▸ **Work to complete**
Starting at the line containing "Exercise. Locate the white petal" and ending at the last line of the data, rewrite every line and increase each coordinate listed after a "Target:" line by 6. Leave all other lines unchanged.

▸ **Point labeling dataset excerpts**
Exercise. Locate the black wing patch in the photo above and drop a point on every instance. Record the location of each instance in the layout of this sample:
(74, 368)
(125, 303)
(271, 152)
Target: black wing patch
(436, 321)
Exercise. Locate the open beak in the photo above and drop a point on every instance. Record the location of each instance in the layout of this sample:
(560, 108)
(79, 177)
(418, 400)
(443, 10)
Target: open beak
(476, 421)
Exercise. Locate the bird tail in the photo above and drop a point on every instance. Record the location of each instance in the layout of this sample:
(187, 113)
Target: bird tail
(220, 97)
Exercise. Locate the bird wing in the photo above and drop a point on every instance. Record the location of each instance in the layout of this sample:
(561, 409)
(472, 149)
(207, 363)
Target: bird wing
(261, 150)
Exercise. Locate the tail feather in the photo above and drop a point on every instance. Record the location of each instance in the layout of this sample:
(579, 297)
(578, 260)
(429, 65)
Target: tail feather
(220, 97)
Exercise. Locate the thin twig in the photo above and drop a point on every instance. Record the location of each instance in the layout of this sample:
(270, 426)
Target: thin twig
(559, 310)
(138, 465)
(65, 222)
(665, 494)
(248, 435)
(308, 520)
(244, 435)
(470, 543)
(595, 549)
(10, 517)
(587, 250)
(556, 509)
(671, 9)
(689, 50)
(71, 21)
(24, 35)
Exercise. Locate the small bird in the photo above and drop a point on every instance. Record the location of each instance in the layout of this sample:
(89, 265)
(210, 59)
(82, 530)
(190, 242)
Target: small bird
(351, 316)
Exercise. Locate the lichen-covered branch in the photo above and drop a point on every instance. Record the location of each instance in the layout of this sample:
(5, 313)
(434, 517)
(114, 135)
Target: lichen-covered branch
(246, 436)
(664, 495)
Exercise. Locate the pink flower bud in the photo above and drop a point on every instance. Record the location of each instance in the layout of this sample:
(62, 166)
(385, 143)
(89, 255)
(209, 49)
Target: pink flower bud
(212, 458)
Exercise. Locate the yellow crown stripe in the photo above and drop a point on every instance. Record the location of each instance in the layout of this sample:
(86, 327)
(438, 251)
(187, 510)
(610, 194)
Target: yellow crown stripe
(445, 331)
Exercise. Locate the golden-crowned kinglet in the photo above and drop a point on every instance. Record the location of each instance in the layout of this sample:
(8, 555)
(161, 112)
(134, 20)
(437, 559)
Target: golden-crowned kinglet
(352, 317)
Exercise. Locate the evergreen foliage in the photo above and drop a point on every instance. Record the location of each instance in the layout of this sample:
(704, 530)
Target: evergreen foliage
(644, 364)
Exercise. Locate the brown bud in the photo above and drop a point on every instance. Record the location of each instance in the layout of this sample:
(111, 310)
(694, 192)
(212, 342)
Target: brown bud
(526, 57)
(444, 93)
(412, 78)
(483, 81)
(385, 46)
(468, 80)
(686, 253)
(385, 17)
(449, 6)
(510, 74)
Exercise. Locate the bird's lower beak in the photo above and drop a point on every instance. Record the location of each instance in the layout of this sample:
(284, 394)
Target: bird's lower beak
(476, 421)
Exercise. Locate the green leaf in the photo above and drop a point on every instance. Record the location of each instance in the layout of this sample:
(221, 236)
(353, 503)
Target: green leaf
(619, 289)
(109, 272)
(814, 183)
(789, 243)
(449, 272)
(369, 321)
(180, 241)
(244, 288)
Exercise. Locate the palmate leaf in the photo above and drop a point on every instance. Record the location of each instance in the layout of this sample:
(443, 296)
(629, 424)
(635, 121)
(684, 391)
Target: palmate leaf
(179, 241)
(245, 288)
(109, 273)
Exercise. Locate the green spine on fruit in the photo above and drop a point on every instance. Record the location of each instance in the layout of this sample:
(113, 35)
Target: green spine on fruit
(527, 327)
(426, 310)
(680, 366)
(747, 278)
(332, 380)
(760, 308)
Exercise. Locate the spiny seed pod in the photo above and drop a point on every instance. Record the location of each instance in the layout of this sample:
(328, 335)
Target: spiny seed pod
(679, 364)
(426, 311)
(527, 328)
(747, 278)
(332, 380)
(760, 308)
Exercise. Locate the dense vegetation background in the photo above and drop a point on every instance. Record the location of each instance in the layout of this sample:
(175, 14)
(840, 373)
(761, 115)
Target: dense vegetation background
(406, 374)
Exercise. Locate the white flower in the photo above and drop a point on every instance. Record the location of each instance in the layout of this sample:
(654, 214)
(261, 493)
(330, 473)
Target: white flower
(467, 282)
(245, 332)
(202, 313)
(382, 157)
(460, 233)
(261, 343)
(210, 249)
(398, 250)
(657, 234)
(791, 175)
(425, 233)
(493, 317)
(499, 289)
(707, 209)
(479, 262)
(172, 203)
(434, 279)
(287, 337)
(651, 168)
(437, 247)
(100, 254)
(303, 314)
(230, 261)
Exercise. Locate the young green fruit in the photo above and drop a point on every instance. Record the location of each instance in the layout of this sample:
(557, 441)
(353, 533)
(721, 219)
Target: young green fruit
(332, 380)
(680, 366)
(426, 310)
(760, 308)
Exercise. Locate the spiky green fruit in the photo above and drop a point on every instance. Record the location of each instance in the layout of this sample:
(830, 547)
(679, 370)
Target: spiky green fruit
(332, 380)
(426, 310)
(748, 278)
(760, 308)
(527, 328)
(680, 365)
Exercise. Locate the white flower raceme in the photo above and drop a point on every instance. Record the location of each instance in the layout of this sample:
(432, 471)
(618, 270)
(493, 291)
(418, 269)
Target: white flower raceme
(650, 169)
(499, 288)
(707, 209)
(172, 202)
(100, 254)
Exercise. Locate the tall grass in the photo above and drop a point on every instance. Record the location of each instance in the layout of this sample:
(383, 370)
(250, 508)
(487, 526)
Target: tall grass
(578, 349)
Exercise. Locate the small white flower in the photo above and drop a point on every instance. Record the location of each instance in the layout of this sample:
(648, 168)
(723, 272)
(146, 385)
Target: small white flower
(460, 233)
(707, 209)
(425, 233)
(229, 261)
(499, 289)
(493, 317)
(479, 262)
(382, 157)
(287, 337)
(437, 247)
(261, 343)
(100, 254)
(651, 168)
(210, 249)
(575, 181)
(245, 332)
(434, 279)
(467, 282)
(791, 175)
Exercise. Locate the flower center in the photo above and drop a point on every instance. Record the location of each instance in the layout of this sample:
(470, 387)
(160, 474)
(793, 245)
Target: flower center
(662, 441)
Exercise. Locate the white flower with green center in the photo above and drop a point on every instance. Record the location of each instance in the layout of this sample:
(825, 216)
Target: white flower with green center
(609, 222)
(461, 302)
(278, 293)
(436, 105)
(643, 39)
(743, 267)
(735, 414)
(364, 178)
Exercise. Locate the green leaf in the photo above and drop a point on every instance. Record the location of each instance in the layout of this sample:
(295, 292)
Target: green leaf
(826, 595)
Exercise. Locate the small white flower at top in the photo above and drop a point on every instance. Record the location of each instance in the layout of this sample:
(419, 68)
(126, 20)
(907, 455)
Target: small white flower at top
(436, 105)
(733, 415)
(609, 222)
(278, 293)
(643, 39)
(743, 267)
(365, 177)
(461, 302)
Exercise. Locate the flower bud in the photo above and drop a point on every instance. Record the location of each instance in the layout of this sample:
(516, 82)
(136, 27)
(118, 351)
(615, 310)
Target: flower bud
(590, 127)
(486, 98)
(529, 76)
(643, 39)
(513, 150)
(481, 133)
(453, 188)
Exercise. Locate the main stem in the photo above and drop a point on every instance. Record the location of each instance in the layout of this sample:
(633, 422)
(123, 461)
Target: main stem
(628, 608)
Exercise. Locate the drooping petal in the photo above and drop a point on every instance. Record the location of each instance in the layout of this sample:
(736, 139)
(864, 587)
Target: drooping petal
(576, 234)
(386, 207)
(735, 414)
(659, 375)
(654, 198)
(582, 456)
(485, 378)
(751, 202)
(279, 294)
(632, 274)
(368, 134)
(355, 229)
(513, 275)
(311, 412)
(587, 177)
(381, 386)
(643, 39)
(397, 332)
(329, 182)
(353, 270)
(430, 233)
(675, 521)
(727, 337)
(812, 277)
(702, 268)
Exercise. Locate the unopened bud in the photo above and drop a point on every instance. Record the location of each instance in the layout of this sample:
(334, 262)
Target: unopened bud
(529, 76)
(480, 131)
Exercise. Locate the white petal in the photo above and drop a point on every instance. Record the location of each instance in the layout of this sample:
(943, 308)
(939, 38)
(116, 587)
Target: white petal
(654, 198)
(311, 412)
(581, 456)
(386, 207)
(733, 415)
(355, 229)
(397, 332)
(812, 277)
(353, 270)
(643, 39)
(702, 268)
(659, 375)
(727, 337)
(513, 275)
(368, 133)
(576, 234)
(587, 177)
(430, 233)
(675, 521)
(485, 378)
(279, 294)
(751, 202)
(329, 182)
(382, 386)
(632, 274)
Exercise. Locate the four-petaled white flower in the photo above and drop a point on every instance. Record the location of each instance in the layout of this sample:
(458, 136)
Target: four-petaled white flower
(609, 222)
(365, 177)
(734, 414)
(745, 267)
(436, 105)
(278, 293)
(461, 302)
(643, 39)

▸ **Final result**
Exercise. Locate the white petal in the photo above and drop a point on every instance. Record the location of each instance in the layout of this sample:
(943, 308)
(939, 38)
(116, 587)
Target: white petal
(660, 204)
(317, 418)
(587, 462)
(392, 213)
(739, 421)
(361, 235)
(403, 338)
(818, 283)
(359, 276)
(649, 45)
(708, 274)
(665, 381)
(733, 343)
(519, 281)
(374, 139)
(582, 240)
(593, 183)
(436, 239)
(681, 527)
(491, 384)
(285, 300)
(757, 208)
(335, 188)
(388, 392)
(638, 280)
Exercise. Locate the four-petaled white flower in the photo above and drop a point on every instance. Record the location of each instance in the layout of this sample:
(458, 136)
Target: four-petaled white flower
(615, 228)
(371, 183)
(740, 420)
(751, 273)
(442, 111)
(284, 299)
(467, 308)
(649, 45)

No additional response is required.